> _DOCUMENT EXCERPT_:
<<<<

After 18 years of experience, I know better than to voice this dilemma to either of my parents.
It would only result in me being presented with a long list of jobs designed to ‘help save (me) from boredom.’ I’d end up like Dobby the house elf, doing slave labour. Now that would be real smart. I may be bored, but not that bored.
It got me thinking. Here I am, with the ability to go on walks yet I feel like I’ve got cabin fever.
What about those poor people in hotel quarantine and in the public housing towers in Melbourne who have dealt with being cooped up like battery hens for not one day, not two days, but two whole weeks.
I guess I wouldn’t mind some peace and quiet from my family for a few days. But my goodness, two weeks with just me and my imagination as company, I don’t know whether that would be a good combination.
Not even a nice, plush five-star hotel could make that experience pleasurable.
I recently read The Book Thief, and if we think doing hotel quarantine would be a tough gig, then that is sunshine and rainbows compared to what the Jews in Nazi Germany dealt with.
It provided some much-needed perspective that, yes, while it sucks I’m 18 and haven’t been able to go clubbing, it is truly trivial in the grand scheme of things.
At least I can see the sun and stars each day, something Max Vanenburg in The Book Thief was denied for months on end as he was hidden by a sympathetic German family in their basement.
There’s also Australian academic Kylie Moore-Gilbert who has spent over 700 days locked up in an Iranian jail convicted in a secret trial of fictitious espionage offences in 2018.
This young woman, with her whole life ahead of her and with so much talent and potential, is being subjected to some of the most dehumanising conditions on the planet and will continue to be for the next eight years to complete her 10-year prison sentence. A harrowing reality which is almost too terrible to contemplate.
Us Victorians suffering under the draconian COVID-19 restrictions are getting a tiny taste of what life is like when freedoms are curtailed.
For the first time, many of us are gaining an appreciation of just how awful life must be in prison. (Note to self: always be good!)
The strain COVID-19 is having on many people’s mental health is considerable, although the restrictions are probably what a prisoner calls liberty.
Perhaps prisons don’t necessarily deliver the positive reform to some offenders as we might hope, rather it may only deteriorate their condition.
So I suppose what I’m saying is that when we think we are doing it tough, there is always someone else who is or has done it a whole heap harder.
I’m going to try remind myself of that next time I start complaining about the coronavirus.
Taryn Cameron is a Year 12 student from Tallygaroopna who writes about life in lockdown.

>>>>

> _PROBLEMS AND TASKS_:
1. Decide whether each statement agrees with the lockdown column. Answer yes or no for each, quoting the words that decide it.
(a) Kylie Moore-Gilbert has spent more than 700 days in an Iranian jail.
(b) The writer is 21 years old.
(c) In The Book Thief, a German family hid Max in an attic.
2. Please print the lockdown column between "What about those" and "Germany dealt with.", inclusive.

> _GIVEN INFORMATION_:
<<<<

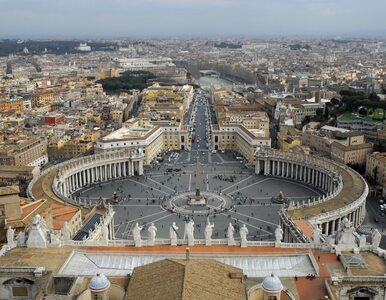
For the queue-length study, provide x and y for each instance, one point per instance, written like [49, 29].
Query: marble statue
[278, 234]
[152, 233]
[316, 236]
[21, 239]
[173, 234]
[137, 235]
[243, 235]
[10, 237]
[105, 233]
[230, 234]
[345, 239]
[189, 232]
[55, 241]
[66, 232]
[375, 238]
[37, 236]
[208, 233]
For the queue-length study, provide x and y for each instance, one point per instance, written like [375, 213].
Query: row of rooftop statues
[189, 234]
[39, 236]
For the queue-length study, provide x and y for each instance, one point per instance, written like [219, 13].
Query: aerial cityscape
[185, 157]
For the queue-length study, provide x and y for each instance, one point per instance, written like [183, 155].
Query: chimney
[317, 96]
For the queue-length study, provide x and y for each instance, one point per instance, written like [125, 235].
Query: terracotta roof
[62, 213]
[186, 279]
[306, 227]
[9, 190]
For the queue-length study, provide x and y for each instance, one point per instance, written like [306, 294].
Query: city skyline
[219, 18]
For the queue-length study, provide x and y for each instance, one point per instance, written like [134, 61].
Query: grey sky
[135, 18]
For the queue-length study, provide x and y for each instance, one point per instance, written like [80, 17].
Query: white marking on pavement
[165, 186]
[148, 186]
[237, 183]
[248, 186]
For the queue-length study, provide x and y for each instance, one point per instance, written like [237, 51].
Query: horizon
[36, 19]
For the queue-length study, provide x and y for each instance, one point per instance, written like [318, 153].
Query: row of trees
[352, 101]
[127, 81]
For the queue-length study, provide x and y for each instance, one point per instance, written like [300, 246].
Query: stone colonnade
[79, 173]
[323, 174]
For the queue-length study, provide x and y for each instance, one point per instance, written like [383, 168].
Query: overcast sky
[202, 18]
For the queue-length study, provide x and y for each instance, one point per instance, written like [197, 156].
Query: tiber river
[207, 81]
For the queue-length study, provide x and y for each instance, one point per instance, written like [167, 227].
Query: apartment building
[27, 152]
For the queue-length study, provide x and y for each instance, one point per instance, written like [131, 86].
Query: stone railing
[146, 243]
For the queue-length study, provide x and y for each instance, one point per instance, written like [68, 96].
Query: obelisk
[197, 175]
[197, 199]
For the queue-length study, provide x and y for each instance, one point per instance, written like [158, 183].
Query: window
[19, 291]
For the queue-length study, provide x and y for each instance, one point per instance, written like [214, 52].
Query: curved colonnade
[345, 191]
[72, 175]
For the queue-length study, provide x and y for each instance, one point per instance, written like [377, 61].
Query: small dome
[272, 284]
[99, 283]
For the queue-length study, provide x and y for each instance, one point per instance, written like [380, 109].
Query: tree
[319, 114]
[326, 113]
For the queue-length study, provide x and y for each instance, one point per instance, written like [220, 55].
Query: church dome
[272, 284]
[99, 283]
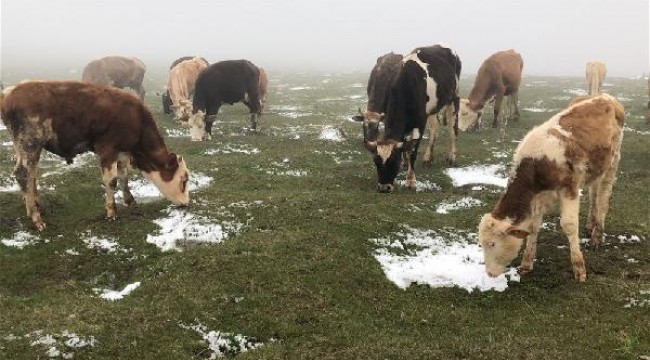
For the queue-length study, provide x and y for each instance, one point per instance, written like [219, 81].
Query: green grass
[302, 270]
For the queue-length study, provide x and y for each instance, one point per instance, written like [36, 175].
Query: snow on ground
[181, 225]
[331, 134]
[20, 240]
[478, 174]
[107, 245]
[463, 203]
[145, 191]
[442, 258]
[223, 344]
[421, 185]
[113, 295]
[56, 345]
[233, 149]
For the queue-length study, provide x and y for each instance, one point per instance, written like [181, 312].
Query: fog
[555, 37]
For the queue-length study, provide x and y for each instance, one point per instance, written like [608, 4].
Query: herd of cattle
[578, 147]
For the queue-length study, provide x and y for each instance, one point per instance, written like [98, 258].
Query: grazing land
[278, 256]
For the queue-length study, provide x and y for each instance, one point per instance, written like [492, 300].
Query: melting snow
[465, 202]
[480, 174]
[20, 240]
[222, 343]
[331, 134]
[439, 259]
[182, 225]
[113, 295]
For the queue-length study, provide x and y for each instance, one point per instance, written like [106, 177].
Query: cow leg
[601, 202]
[498, 99]
[123, 167]
[434, 132]
[452, 124]
[27, 158]
[570, 208]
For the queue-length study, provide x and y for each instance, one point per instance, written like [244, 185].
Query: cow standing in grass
[580, 146]
[68, 118]
[225, 82]
[499, 76]
[426, 82]
[595, 73]
[117, 71]
[166, 99]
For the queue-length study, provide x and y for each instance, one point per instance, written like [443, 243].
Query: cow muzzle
[385, 188]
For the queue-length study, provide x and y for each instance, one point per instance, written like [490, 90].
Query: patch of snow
[448, 258]
[113, 295]
[223, 344]
[331, 134]
[182, 225]
[465, 202]
[20, 240]
[479, 174]
[421, 185]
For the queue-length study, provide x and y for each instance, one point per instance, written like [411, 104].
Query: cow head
[467, 117]
[172, 180]
[501, 242]
[196, 122]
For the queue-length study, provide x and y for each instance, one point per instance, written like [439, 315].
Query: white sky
[555, 37]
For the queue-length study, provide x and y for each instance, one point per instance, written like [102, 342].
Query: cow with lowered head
[68, 118]
[426, 82]
[225, 82]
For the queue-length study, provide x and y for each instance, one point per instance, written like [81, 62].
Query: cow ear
[518, 233]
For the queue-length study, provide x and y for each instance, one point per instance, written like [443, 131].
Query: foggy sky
[555, 37]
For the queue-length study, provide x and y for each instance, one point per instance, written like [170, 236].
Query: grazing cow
[580, 146]
[225, 82]
[117, 71]
[498, 76]
[381, 78]
[167, 102]
[425, 83]
[180, 85]
[595, 74]
[68, 118]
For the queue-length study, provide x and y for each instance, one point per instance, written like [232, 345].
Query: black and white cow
[225, 82]
[426, 82]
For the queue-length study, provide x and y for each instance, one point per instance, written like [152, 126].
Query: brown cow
[68, 118]
[180, 86]
[580, 146]
[595, 73]
[117, 71]
[498, 76]
[264, 83]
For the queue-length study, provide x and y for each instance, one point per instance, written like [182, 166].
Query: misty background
[555, 37]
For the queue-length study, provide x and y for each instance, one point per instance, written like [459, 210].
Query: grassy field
[293, 266]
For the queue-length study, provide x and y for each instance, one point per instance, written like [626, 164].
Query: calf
[580, 146]
[425, 83]
[225, 82]
[499, 76]
[180, 85]
[68, 118]
[117, 71]
[595, 73]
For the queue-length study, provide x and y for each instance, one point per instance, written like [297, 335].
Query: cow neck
[481, 92]
[152, 155]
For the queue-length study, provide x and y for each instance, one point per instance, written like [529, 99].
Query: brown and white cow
[117, 71]
[580, 146]
[264, 84]
[499, 76]
[68, 118]
[180, 86]
[595, 73]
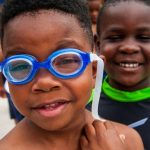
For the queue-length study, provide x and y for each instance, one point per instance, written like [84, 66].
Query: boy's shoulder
[131, 137]
[19, 138]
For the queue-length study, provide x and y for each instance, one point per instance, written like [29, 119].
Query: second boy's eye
[143, 38]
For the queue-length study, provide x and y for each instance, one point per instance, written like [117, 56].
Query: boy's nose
[129, 47]
[44, 81]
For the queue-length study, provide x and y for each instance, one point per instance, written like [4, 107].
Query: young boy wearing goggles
[51, 74]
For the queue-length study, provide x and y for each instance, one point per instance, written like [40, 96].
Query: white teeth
[129, 65]
[51, 105]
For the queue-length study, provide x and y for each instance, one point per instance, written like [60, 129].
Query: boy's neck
[63, 139]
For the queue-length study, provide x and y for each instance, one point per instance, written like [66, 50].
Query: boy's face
[50, 102]
[125, 42]
[94, 6]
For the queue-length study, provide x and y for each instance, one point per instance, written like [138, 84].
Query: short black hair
[77, 8]
[108, 3]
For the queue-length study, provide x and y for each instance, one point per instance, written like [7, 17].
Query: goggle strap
[98, 85]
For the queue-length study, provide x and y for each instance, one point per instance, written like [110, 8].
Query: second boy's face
[94, 6]
[48, 101]
[125, 42]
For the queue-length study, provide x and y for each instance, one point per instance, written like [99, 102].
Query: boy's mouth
[129, 64]
[51, 109]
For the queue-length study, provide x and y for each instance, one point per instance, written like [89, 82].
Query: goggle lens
[18, 69]
[67, 64]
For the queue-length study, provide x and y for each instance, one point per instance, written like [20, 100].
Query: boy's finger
[83, 141]
[100, 128]
[90, 132]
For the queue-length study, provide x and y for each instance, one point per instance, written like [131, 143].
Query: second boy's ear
[97, 44]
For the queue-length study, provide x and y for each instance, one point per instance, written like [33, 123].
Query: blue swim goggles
[64, 63]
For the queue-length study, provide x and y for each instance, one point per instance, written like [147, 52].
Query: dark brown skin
[40, 35]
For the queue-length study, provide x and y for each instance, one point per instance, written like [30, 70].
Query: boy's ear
[97, 44]
[94, 71]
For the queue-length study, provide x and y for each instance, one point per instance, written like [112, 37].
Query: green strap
[124, 96]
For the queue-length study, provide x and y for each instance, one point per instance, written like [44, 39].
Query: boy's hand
[2, 92]
[101, 136]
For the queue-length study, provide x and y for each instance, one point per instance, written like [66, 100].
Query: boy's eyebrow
[143, 29]
[114, 29]
[68, 43]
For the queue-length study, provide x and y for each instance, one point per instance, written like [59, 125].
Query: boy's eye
[114, 38]
[67, 64]
[143, 38]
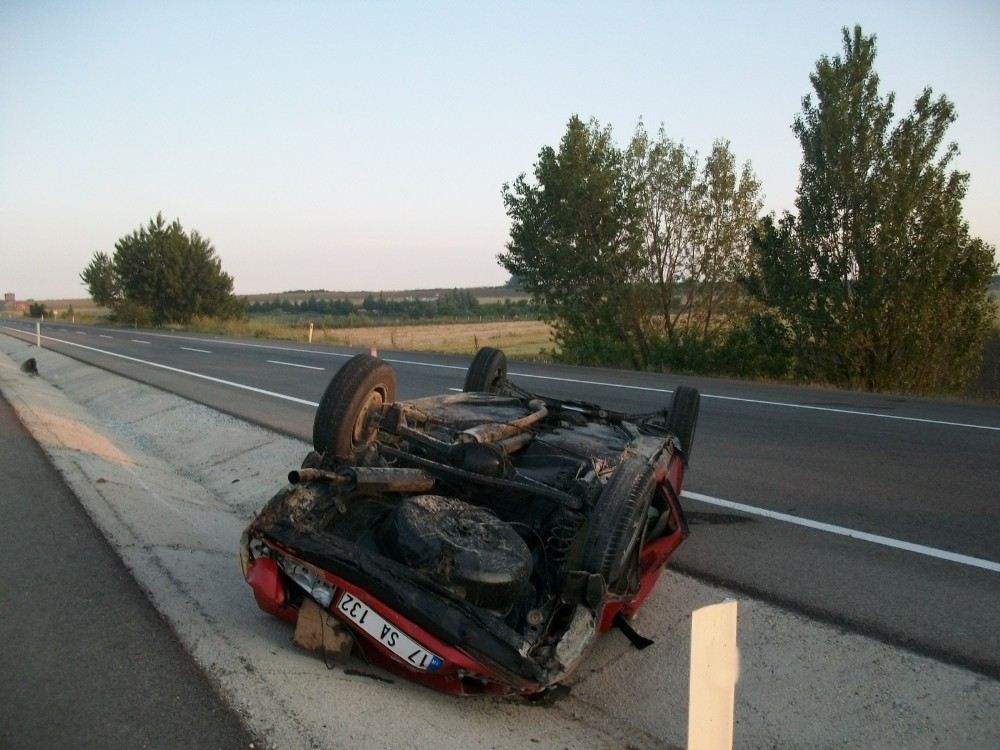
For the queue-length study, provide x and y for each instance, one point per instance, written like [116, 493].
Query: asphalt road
[920, 478]
[87, 661]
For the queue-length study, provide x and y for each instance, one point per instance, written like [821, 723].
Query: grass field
[524, 339]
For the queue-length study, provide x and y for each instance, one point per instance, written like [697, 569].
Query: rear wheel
[342, 425]
[487, 371]
[618, 520]
[461, 546]
[683, 417]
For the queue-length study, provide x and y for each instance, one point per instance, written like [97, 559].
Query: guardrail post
[714, 672]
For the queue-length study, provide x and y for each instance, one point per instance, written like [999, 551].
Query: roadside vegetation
[160, 274]
[648, 257]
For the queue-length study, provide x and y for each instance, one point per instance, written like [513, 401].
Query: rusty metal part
[495, 432]
[372, 479]
[515, 442]
[300, 476]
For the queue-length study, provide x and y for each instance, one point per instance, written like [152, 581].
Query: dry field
[519, 338]
[526, 339]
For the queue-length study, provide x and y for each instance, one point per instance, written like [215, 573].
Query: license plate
[387, 634]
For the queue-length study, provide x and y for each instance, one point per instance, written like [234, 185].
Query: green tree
[573, 243]
[728, 209]
[161, 274]
[877, 277]
[667, 194]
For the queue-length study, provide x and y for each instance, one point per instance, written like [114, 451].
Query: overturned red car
[476, 542]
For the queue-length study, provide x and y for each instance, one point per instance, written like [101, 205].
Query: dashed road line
[294, 364]
[864, 536]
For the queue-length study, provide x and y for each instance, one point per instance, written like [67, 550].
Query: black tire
[341, 424]
[487, 371]
[618, 521]
[682, 418]
[463, 547]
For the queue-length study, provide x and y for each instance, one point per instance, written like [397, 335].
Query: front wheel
[487, 372]
[342, 426]
[618, 520]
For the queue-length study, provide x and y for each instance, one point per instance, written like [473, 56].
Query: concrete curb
[172, 484]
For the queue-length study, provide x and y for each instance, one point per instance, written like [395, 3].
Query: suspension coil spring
[564, 526]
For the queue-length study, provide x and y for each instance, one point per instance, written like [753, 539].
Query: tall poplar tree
[877, 276]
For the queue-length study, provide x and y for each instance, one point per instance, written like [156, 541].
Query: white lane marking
[293, 364]
[864, 536]
[650, 389]
[183, 372]
[852, 411]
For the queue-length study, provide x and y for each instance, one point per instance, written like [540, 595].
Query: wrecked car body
[476, 542]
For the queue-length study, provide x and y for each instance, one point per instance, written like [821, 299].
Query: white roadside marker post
[714, 672]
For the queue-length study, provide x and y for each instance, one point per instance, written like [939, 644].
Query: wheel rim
[361, 435]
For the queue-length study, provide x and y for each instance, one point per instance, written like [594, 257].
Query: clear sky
[363, 145]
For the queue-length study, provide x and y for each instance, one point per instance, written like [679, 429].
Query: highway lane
[912, 470]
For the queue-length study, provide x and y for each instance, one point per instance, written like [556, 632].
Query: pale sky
[363, 145]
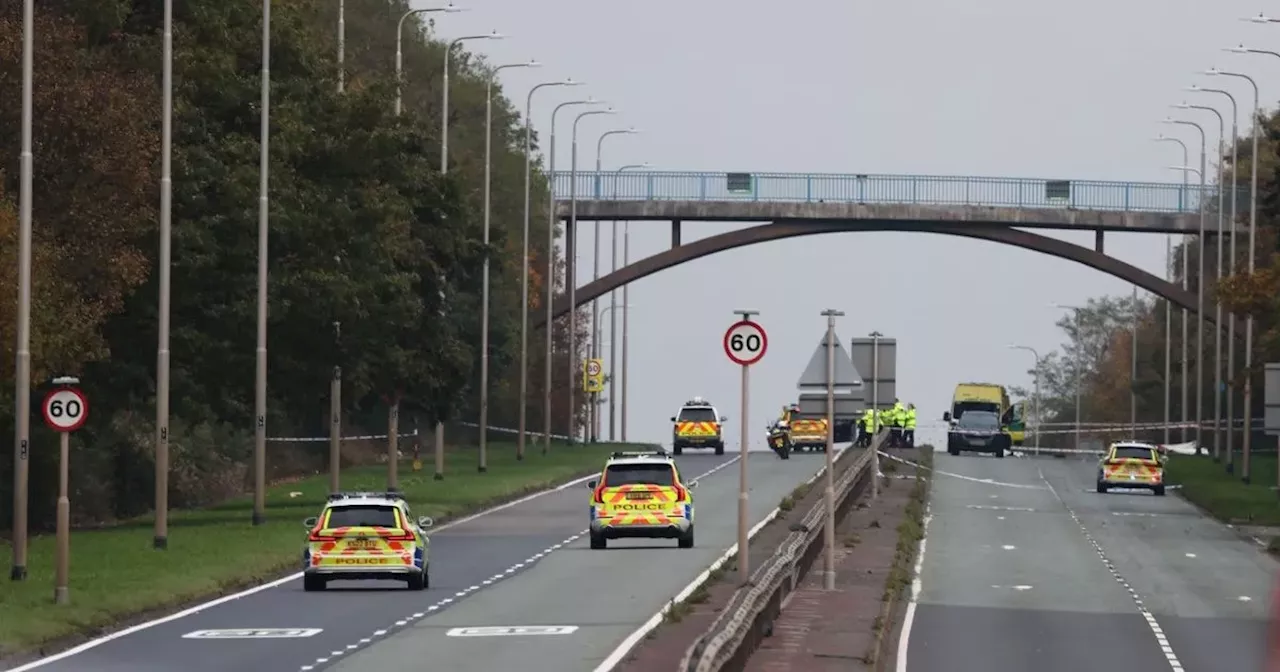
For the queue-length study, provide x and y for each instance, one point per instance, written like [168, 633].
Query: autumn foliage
[365, 233]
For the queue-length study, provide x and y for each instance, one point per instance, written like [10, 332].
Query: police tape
[405, 435]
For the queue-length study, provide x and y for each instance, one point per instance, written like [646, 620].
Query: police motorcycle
[780, 438]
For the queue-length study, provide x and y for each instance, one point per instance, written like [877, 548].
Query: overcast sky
[961, 87]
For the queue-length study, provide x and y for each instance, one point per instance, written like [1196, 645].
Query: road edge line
[216, 602]
[616, 657]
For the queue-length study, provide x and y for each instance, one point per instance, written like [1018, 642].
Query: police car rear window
[616, 475]
[1134, 452]
[696, 415]
[362, 516]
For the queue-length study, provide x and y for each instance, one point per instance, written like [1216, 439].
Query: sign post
[65, 410]
[745, 343]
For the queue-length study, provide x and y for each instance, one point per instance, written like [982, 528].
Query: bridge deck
[1128, 206]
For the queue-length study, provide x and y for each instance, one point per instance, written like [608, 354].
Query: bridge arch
[782, 229]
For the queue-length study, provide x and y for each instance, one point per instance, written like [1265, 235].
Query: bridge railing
[869, 188]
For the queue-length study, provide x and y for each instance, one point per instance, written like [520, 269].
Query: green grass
[115, 574]
[1207, 484]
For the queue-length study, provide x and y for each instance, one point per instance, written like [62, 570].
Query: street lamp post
[1217, 300]
[524, 274]
[484, 292]
[595, 273]
[1253, 227]
[1200, 296]
[571, 259]
[400, 36]
[1230, 315]
[1079, 365]
[22, 371]
[160, 539]
[1169, 312]
[551, 287]
[626, 257]
[1036, 391]
[828, 492]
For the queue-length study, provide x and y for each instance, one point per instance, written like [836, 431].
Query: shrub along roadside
[115, 574]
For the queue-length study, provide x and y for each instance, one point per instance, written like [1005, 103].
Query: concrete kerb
[752, 609]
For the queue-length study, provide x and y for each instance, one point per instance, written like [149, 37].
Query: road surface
[1034, 570]
[607, 594]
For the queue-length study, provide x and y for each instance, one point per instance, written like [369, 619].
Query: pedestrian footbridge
[805, 204]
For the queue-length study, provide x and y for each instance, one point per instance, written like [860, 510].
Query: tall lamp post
[1036, 391]
[1217, 300]
[595, 273]
[1253, 227]
[1200, 295]
[551, 273]
[263, 228]
[571, 261]
[444, 169]
[524, 261]
[400, 39]
[1079, 365]
[626, 257]
[484, 292]
[160, 539]
[22, 371]
[1169, 312]
[1230, 315]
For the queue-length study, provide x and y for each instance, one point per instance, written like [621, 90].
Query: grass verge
[1207, 485]
[910, 531]
[117, 575]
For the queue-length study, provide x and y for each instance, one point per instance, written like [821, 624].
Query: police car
[366, 536]
[696, 425]
[641, 496]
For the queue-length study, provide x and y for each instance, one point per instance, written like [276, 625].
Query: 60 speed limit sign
[65, 410]
[745, 342]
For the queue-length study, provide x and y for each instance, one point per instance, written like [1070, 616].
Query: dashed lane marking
[961, 476]
[461, 594]
[1170, 657]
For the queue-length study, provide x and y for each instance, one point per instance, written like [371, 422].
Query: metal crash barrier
[749, 617]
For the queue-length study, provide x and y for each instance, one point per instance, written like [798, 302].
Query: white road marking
[511, 571]
[1170, 657]
[224, 599]
[917, 585]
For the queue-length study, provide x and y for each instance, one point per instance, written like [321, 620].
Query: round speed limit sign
[745, 342]
[65, 410]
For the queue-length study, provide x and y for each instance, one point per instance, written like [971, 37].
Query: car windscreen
[362, 516]
[977, 420]
[1134, 452]
[696, 415]
[659, 474]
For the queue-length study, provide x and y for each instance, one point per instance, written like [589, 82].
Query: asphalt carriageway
[1025, 566]
[516, 566]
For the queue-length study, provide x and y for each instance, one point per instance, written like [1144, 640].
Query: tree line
[1100, 347]
[366, 234]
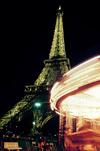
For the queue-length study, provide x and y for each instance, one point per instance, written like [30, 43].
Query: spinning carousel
[76, 96]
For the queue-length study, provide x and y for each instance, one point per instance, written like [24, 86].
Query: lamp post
[38, 115]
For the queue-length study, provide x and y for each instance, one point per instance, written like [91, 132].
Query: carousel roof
[78, 91]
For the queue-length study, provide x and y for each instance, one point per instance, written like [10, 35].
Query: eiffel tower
[54, 68]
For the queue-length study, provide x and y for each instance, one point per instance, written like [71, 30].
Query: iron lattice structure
[54, 68]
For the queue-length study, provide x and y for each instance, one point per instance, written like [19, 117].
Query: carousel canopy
[78, 91]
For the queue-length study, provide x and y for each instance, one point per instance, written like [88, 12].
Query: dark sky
[26, 33]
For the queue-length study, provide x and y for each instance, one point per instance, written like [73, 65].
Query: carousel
[76, 96]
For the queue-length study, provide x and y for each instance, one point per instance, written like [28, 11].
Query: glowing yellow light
[86, 100]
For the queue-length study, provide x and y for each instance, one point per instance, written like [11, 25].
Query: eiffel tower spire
[54, 68]
[57, 64]
[58, 45]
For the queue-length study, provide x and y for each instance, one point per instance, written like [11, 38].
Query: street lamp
[37, 104]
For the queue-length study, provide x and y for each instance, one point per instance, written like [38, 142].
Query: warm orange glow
[78, 91]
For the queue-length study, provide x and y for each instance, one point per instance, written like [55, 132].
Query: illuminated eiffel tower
[54, 68]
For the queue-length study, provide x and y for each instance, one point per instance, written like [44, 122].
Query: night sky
[26, 33]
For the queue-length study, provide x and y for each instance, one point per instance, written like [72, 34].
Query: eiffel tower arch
[54, 68]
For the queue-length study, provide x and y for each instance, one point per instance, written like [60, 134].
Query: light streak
[85, 102]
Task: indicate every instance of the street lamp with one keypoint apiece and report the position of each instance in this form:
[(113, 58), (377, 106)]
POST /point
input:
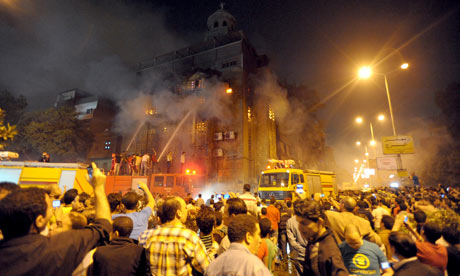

>>>>

> _EXERCISE RESPONSES_:
1.
(a) Yes: "who has spent over 700 days locked up in an Iranian jail"
(b) No: "it sucks I’m 18"
(c) No: "hidden by a sympathetic German family in their basement"

2.
What about those poor people in hotel quarantine and in the public housing towers in Melbourne who have dealt with being cooped up like battery hens for not one day, not two days, but two whole weeks.
I guess I wouldn’t mind some peace and quiet from my family for a few days. But my goodness, two weeks with just me and my imagination as company, I don’t know whether that would be a good combination.
Not even a nice, plush five-star hotel could make that experience pleasurable.
I recently read The Book Thief, and if we think doing hotel quarantine would be a tough gig, then that is sunshine and rainbows compared to what the Jews in Nazi Germany dealt with.